- Required action -
Each record must be copied in full and unchanged; any image it holds is excluded.

• • • • •

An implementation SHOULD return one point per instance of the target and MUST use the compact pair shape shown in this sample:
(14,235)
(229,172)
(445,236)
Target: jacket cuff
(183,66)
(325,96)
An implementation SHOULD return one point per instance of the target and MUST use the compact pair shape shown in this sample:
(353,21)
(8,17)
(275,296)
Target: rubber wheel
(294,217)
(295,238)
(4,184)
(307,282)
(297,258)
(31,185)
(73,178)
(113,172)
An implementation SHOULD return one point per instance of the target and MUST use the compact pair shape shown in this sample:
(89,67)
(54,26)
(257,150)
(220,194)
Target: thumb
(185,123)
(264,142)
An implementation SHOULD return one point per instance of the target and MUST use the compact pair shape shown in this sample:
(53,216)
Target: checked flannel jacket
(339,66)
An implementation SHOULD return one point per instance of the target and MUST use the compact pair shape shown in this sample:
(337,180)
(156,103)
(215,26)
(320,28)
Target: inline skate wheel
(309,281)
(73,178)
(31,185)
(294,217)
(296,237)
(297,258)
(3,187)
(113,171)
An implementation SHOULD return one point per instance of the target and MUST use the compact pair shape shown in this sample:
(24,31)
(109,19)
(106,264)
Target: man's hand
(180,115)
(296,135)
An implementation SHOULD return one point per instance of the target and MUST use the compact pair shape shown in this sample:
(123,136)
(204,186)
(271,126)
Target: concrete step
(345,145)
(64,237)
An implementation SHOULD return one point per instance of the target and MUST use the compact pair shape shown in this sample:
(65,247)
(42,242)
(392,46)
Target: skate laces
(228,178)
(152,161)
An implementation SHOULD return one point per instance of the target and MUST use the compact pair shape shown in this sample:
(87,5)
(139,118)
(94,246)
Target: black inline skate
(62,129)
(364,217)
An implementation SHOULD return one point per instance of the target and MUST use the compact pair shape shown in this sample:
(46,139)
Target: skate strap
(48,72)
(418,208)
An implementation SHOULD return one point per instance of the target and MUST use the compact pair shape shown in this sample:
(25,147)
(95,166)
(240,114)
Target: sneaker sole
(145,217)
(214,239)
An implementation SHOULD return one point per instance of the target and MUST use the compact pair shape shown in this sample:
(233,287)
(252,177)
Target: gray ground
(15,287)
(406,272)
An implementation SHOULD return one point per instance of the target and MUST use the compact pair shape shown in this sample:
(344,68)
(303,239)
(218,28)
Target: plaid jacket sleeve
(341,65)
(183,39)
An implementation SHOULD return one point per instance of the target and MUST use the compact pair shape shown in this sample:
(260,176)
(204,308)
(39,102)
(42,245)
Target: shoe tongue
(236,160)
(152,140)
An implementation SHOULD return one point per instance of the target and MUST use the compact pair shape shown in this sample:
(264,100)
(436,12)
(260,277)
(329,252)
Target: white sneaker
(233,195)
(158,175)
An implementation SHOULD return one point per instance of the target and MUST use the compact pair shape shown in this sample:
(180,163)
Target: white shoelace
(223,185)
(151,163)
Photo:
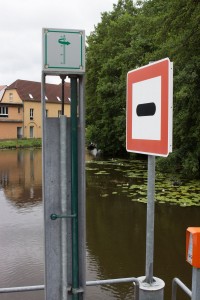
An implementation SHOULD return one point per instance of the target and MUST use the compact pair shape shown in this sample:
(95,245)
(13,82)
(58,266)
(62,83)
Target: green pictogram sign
(63,50)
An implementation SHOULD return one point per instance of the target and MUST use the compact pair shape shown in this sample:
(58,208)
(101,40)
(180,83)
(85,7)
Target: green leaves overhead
(128,37)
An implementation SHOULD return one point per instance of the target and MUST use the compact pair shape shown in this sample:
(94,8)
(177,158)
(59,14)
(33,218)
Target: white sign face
(146,123)
(149,109)
(64,50)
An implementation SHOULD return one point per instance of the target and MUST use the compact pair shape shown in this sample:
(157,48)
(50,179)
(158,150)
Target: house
(2,90)
(21,108)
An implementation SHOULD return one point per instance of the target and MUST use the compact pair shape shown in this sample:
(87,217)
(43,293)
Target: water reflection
(116,227)
(21,176)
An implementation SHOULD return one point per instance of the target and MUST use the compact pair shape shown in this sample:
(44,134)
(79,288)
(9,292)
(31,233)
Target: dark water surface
(116,225)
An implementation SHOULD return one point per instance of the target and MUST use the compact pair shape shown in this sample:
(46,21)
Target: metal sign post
(149,131)
(64,169)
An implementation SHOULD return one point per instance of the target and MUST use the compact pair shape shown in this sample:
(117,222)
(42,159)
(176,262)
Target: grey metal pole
(63,193)
(195,283)
(63,94)
(151,288)
(150,219)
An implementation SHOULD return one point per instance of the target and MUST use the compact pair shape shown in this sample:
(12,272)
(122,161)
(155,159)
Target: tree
(132,36)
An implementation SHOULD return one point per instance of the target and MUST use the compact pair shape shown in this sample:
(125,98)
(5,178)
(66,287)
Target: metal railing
(177,282)
(134,280)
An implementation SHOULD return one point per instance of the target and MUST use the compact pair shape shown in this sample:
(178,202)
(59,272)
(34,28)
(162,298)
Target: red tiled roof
(31,91)
(2,87)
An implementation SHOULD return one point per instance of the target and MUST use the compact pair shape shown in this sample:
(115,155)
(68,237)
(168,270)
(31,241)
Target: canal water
(116,224)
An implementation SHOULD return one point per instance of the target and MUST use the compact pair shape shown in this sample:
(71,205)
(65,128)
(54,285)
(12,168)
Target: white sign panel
(149,109)
(64,50)
(147,92)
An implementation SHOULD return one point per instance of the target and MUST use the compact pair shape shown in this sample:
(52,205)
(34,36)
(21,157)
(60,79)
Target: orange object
(193,246)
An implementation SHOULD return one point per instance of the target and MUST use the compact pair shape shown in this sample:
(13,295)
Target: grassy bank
(20,143)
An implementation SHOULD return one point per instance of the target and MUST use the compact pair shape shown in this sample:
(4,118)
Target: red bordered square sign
(149,109)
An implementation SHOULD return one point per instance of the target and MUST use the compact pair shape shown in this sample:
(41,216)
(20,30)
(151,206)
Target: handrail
(88,283)
(177,281)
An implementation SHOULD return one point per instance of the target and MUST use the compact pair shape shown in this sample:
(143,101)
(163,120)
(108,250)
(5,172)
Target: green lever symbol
(63,43)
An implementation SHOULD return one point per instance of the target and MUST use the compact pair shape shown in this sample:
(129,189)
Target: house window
(4,111)
(31,113)
(10,97)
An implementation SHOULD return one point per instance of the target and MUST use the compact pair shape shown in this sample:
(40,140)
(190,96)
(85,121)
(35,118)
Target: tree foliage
(128,37)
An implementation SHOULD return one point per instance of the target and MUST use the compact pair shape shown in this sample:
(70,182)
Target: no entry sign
(149,109)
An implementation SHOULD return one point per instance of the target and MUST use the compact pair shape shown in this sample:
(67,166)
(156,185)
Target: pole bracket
(76,291)
(54,217)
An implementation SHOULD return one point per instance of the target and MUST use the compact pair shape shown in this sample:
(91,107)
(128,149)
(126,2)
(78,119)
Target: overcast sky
(21,23)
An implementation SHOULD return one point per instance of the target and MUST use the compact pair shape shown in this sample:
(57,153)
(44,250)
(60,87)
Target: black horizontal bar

• • • • •

- Task answer -
An implementation SHOULD return one point per instance of the target and MUST use the compact pair shape shown in this sample:
(14,235)
(229,172)
(445,236)
Target: jacket cuff
(183,66)
(325,96)
An implementation SHOULD return one point per instance of the target and MUST use the compact pair shape shown in this sample:
(353,21)
(8,17)
(275,296)
Target: rubber wheel
(294,217)
(295,238)
(4,184)
(307,282)
(297,258)
(31,185)
(73,178)
(113,172)
An implementation SHOULD return one point per instance of the target and MUST use the compact pair shape shown in this sample:
(89,67)
(54,26)
(257,150)
(220,194)
Target: thumb
(185,123)
(264,142)
An implementation SHOULD return one point per instance of the target and MUST use the compact pair shape shown in this sample:
(53,216)
Target: checked flannel jacket
(339,66)
An implementation SHOULD return one point per instance of the target and MUST use the compact pair shape shown in this sample:
(337,180)
(156,103)
(215,26)
(320,28)
Target: inline skate wheel
(309,281)
(73,178)
(31,185)
(294,217)
(296,237)
(297,258)
(3,187)
(113,171)
An implementation SHOULD return one point per instance of the target and MUST use the compact pair shape shown in this sample:
(24,31)
(109,19)
(106,264)
Target: man's hand
(180,115)
(296,135)
An implementation SHOULD return one point per instance of the target and MUST use the compact pair shape shown in this sample:
(123,136)
(204,186)
(271,126)
Target: concrete step
(345,145)
(64,237)
An implementation SHOULD return one point per instance of the target and MUST use the compact pair shape shown in this sample:
(65,247)
(42,242)
(392,46)
Target: skate laces
(228,178)
(152,161)
An implementation SHOULD return one point per instance of the target and MUST use the compact pair shape shown in this sample:
(87,5)
(139,118)
(94,246)
Target: black inline skate
(62,129)
(364,217)
An implementation SHOULD return one point per instance of the target and MUST use the compact pair shape shown in this sample:
(46,139)
Target: skate strap
(48,72)
(418,208)
An implementation SHOULD return one point per instance of the target and MUST use the compact pair shape shown in this sample:
(25,147)
(95,166)
(240,114)
Target: sneaker sole
(145,217)
(214,239)
An implementation SHOULD return one point per instance of the target and MUST use the compact pair shape shown in this sample:
(233,287)
(252,177)
Target: gray ground
(15,287)
(406,272)
An implementation SHOULD return one point per instance of the target and MUST use the compact pair shape shown in this sample:
(344,68)
(303,239)
(218,28)
Target: plaid jacket sleeve
(341,65)
(183,39)
An implementation SHOULD return one point per instance of the target and MUST use the compact pair shape shown in this sample:
(260,176)
(204,308)
(39,102)
(42,245)
Target: shoe tongue
(236,160)
(152,140)
An implementation SHOULD return one point per instance of the target and MUST use the compact pair shape shown in this sample:
(264,100)
(436,12)
(260,277)
(329,252)
Target: white sneaker
(233,195)
(158,175)
An implementation SHOULD return one point per instance of the target and MUST use the compact pair shape shown in this sample:
(180,163)
Target: white shoelace
(223,185)
(151,163)
Photo:
An implementation SHOULD return one point per instance of the target and MUST use the compact pair shape shown in this sample:
(95,245)
(13,82)
(58,266)
(62,83)
Target: green pictogram sign
(63,50)
An implementation SHOULD return one point per instance of the target and MUST use the compact pair shape shown in this sample:
(58,208)
(101,40)
(180,83)
(85,7)
Target: green leaves overhead
(128,37)
An implementation SHOULD return one point per instance of the target and MUST use the compact pair shape shown in this sample:
(94,8)
(177,158)
(59,14)
(33,218)
Target: white sign face
(146,123)
(149,109)
(64,50)
An implementation SHOULD return one point per instance of the target and MUST use the compact pair shape shown in this sample:
(157,48)
(50,179)
(158,150)
Target: house
(2,90)
(21,108)
An implementation SHOULD return one point per instance of the target and MUST use the compact pair shape shown in this sample:
(87,217)
(43,293)
Target: water reflection
(116,227)
(21,176)
An implementation SHOULD return one point per instance of the target and MUST use the compact pair shape shown in this sample:
(44,134)
(79,288)
(9,292)
(31,233)
Target: dark water surface
(116,225)
An implementation SHOULD return one point per instance of the target and MUST use the compact pair shape shown in this sample:
(46,21)
Target: metal sign post
(149,131)
(64,169)
An implementation SHOULD return one point per instance of the target and MUST use the compact pair shape shown in this sample:
(117,222)
(42,159)
(176,262)
Target: grey metal pole
(63,193)
(195,283)
(63,94)
(151,288)
(150,219)
An implementation SHOULD return one point per instance of the target and MUST use the compact pair shape shown in this sample:
(12,272)
(122,161)
(155,159)
Target: tree
(132,36)
An implementation SHOULD return one point per instance of the target and MUST use the compact pair shape shown in this sample:
(125,98)
(5,178)
(66,287)
Target: metal railing
(177,282)
(134,280)
An implementation SHOULD return one point per instance of the target and MUST use the compact pair shape shown in this sample:
(178,202)
(59,272)
(34,28)
(162,298)
Target: red tiled roof
(31,91)
(2,87)
An implementation SHOULD return one point per instance of the target and MUST use the compact pair shape shown in this sample:
(115,155)
(68,237)
(168,270)
(31,241)
Target: canal water
(116,224)
An implementation SHOULD return one point per instance of the target and MUST use the compact pair shape shown in this sample:
(71,205)
(65,128)
(54,285)
(12,168)
Target: white sign panel
(149,109)
(64,50)
(147,92)
An implementation SHOULD return one point per instance of the target and MUST use the compact pair shape shown in this sample:
(52,205)
(34,36)
(21,157)
(60,79)
Target: orange object
(193,246)
An implementation SHOULD return one point per instance of the target and MUST use the compact pair shape shown in this sample:
(13,295)
Target: grassy bank
(20,143)
An implementation SHOULD return one point per instance of the target and MUST use the compact pair shape shown in this sample:
(4,118)
Target: red bordered square sign
(149,109)
An implementation SHOULD return one point per instance of the target and MUST use the compact pair shape shown in this sample:
(41,216)
(20,30)
(151,206)
Target: handrail
(88,283)
(177,281)
An implementation SHOULD return one point per instance of the target and MUST use the compact pair shape shown in this sample:
(143,101)
(163,120)
(108,250)
(5,172)
Target: green lever symbol
(63,43)
An implementation SHOULD return one point per instance of the target and MUST use the compact pair shape shown in this sample:
(129,189)
Target: house window
(4,111)
(31,113)
(10,97)
An implementation SHOULD return one point per instance of the target and MUST use the compact pair shape shown in this sample:
(40,140)
(190,96)
(85,121)
(35,118)
Target: tree foliage
(128,37)
An implementation SHOULD return one point per instance of the target and MUST use the compact pair shape shown in this sample:
(70,182)
Target: no entry sign
(149,109)
An implementation SHOULD return one point per instance of the target and MUST use the compact pair shape shown in this sample:
(67,166)
(156,185)
Target: pole bracket
(76,291)
(54,217)
An implementation SHOULD return one point per instance of the target and MUST use the compact pair shape shown in this sample:
(91,107)
(128,149)
(126,2)
(78,119)
Target: overcast sky
(21,23)
An implementation SHOULD return one point per instance of the target and MUST use the compact pair shape shown in this sample:
(57,153)
(44,250)
(60,87)
Target: black horizontal bar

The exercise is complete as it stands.